Tras asumir la jefatura del Gobierno republicano, Negrín puso en marcha una estrategia de resistencia política y militar defensiva vertebrada sobre dos expectativas de horizonte alternativas. En el mejor de los casos, había que resistir el avance enemigo hasta que estallase en Europa el inevitable conflicto entre las democracias occidentales y el Eje ítalo-germano, sumándose entonces a la entente franco-británica y obligando a ambas potencias a acudir en ayuda de la causa republicana. En el peor de los casos, si ese conflicto continental no llegaba a estallar, había que resistir para conservar una posición de fuerza disuasoria que pudiera arrancar al enemigo las mejores condiciones posibles en la negociación de los términos de rendición. En ambas contingencias, la estrategia formulada implicaba dos exigencias correlativas. En el plano exterior, presuponía la conservación intacta del único y vital apoyo militar, financiero y diplomático disponible para la República: el de la Unión Soviética. En el plano interno, imponía la colaboración con el PCE y su integración como pilar inexcusable del Estado republicano habida cuenta de su disciplina y fortaleza y, sobre todo, en vista del contraste ofrecido por la persistente división socialista, el desconcierto anarquista y el letargo de los partidos republicanos burgueses.

Sin embargo, el acierto general de esa estrategia política acabaría naufragando en ese crucial ámbito interno a lo largo del año 1938, incapaz de frenar la continua presión del avance franquista, el persistente abandono de las democracias occidentales y el consecuente deterioro de la posición militar y moral del bando republicano.

De este modo, tanto Negrín como los comunistas (identificados con su política de resistencia como única salida al margen de la entrega incondicional a un enemigo inclemente) fueron concitando la hostilidad de los sectores seducidos por la ilusión de lograr la paz mediante una negociación de las condiciones de rendición con Franco. Acusado así de promover el ascenso del PCE y de sabotear las posibilidades de mediación, Negrín sufrió en los últimos meses de la guerra la crítica acerba de una parte de las fuerzas republicanas. Y fueron esas fuerzas las que alentaron el golpe militar que derrocó a su Gobierno en marzo de 1939 y abrió la senda a la capitulación incondicional ante Franco.

La amarga tragedia de la derrota y el exilio no aminoró en absoluto la intensidad de las divisiones políticas entre los republicanos. Antes al contrario. Convertido entonces Negrín en el chivo expiatorio de todos los fracasos, ninguna organización política o sindical trató de mantener con posterioridad el recuerdo de su figura y línea política. Por eso mismo, el PSOE optó por el silencio sobre un correligionario incómodo (aun cuando no dejara de homenajear a otros dirigentes del periodo como Prieto, Besteiro y Largo Caballero). Ni siquiera sus coyunturales aliados comunistas se mantuvieron fieles al legado de Negrín. Sobre todo porque su conducta en el exilio demostró una indudable independencia: apoyó el esfuerzo bélico franco-británico durante la vigencia del pacto de no-agresión germano-soviético (1939-1941); defendió la incorporación de España al Plan Marshall de reconstrucción europea en 1948 contra la opinión de la URSS; y dispuso la entrega a las autoridades franquistas, tras su muerte, de la documentación probatoria de que el oro remitido a Moscú había sido gastado íntegramente en aras del esfuerzo de guerra republicano.

━━━━━━━━

[TAREAS QUE REALIZAR]
**A.** Según el texto sobre Negrín, ¿cuándo fue derrocado su Gobierno y de qué modo?
**B.** Resume en dos oraciones el texto sobre Negrín.
**C.** Reproduce sin cambios el pasaje del texto sobre Negrín que comienza en las palabras "Sin embargo, el" y termina tras "del bando republicano.".
Los datos que vienen a continuación son un material independiente del texto.

━━━━━━━━

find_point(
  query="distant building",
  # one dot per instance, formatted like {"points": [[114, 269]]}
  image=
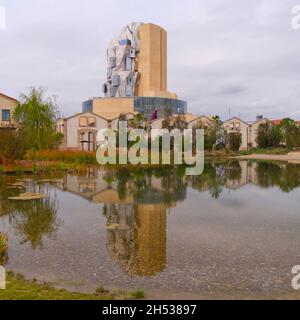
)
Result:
{"points": [[7, 107], [236, 125], [80, 130], [200, 121], [137, 75]]}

━━━━━━━━

[RESPUESTAS ESCRITAS]
**A.** En marzo de 1939, mediante un golpe militar.

**B.** Al frente del Gobierno republicano, Negrín impulsó una estrategia de resistencia que exigía conservar el apoyo de la Unión Soviética y colaborar con el PCE, pero esa estrategia naufragó en el plano interno durante 1938 y su Gobierno cayó en marzo de 1939 por un golpe militar. Tras la derrota, Negrín se convirtió en el chivo expiatorio de todos los fracasos; el PSOE guardó silencio sobre él y ni siquiera los comunistas se mantuvieron fieles a su legado.

**C.**
Sin embargo, el acierto general de esa estrategia política acabaría naufragando en ese crucial ámbito interno a lo largo del año 1938, incapaz de frenar la continua presión del avance franquista, el persistente abandono de las democracias occidentales y el consecuente deterioro de la posición militar y moral del bando republicano.